- _Task to complete_
Quote every line as given.

- _Supplied information_

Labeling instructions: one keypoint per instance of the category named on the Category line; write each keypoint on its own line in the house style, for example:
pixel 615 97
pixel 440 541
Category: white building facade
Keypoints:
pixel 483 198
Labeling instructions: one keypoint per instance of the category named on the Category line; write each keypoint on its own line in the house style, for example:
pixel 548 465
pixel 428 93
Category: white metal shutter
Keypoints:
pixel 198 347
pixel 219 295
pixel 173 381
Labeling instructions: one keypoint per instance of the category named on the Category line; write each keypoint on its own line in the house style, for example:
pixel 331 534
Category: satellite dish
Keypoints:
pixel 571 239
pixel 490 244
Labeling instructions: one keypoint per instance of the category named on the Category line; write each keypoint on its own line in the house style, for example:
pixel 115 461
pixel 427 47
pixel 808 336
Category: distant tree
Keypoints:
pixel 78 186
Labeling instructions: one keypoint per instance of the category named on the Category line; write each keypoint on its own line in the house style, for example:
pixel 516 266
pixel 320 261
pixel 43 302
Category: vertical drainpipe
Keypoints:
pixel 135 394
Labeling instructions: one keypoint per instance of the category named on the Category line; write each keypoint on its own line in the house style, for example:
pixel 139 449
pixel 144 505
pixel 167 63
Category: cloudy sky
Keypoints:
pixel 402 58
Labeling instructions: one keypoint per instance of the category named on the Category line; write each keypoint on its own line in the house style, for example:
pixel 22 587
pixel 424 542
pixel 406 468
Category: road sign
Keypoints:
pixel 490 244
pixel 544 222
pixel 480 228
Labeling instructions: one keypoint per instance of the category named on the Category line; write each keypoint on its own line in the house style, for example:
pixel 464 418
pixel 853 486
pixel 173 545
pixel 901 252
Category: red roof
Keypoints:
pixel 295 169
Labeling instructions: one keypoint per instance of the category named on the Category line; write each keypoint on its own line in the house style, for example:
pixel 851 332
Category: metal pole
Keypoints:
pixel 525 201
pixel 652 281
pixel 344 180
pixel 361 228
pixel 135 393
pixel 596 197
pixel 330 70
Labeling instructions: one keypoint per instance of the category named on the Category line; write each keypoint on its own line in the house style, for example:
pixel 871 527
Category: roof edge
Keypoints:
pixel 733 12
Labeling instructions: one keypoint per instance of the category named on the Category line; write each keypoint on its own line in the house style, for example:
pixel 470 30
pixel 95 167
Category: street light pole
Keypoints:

- _Result_
Labeling instructions: one keypoint per instance of the category named on the Category line; write each keypoint on its own line in the house style, for example:
pixel 615 97
pixel 440 541
Category: white building facade
Keypoints:
pixel 483 198
Labeling instructions: one keypoint per instance of the category named on the Category line; write each keypoint on its own line in the house style, for example:
pixel 548 465
pixel 428 93
Category: white metal shutter
Keypoints:
pixel 198 347
pixel 219 295
pixel 173 381
Labeling instructions: one keypoint per instance of the category named on the Category line; write each keypoint on its own line in the house style, for example:
pixel 331 534
Category: satellite dish
Keypoints:
pixel 571 239
pixel 490 244
Labeling instructions: one keypoint per instance of the category named on the Category line; write each keypoint on its own line in the house style, for example:
pixel 115 461
pixel 427 47
pixel 808 336
Category: distant tree
Keypoints:
pixel 78 186
Labeling instructions: one keypoint per instance of the category named on the Category line; write each keypoint on its own line in the house style, for example:
pixel 516 266
pixel 320 261
pixel 43 302
Category: vertical drainpipe
Keypoints:
pixel 135 394
Labeling instructions: one keypoint per instance of the category named on the Category line; write each keypoint on its own line in the house style, for example:
pixel 139 449
pixel 144 505
pixel 167 63
Category: cloudy sky
Keypoints:
pixel 402 58
Labeling instructions: one keypoint per instance of the category named on the Category line; write each keypoint on its own line in the house style, for example:
pixel 22 587
pixel 424 542
pixel 406 468
Category: road sign
Keypoints:
pixel 490 244
pixel 544 222
pixel 480 228
Labeling instructions: one keypoint per instance of the category named on the Category line; write each keypoint on its own line in the house style, for example:
pixel 464 418
pixel 853 486
pixel 173 545
pixel 901 252
Category: red roof
Keypoints:
pixel 295 169
Labeling instructions: one keypoint per instance of the category named on the Category line; write each keypoint on its own line in the house style, for example:
pixel 851 332
Category: metal pole
Keypoints:
pixel 525 201
pixel 652 281
pixel 344 180
pixel 361 228
pixel 135 393
pixel 596 197
pixel 330 70
Labeling instructions: one keypoint per instance of the category named on the Category line; write each keypoint on its own line in the house style, for example:
pixel 871 527
Category: roof edge
Keypoints:
pixel 733 12
Labeling instructions: one keypoint per instance of the category named on the Category line; write each keypoint on its own line in the house style, for example:
pixel 470 30
pixel 95 167
Category: street light pole
Keypoints:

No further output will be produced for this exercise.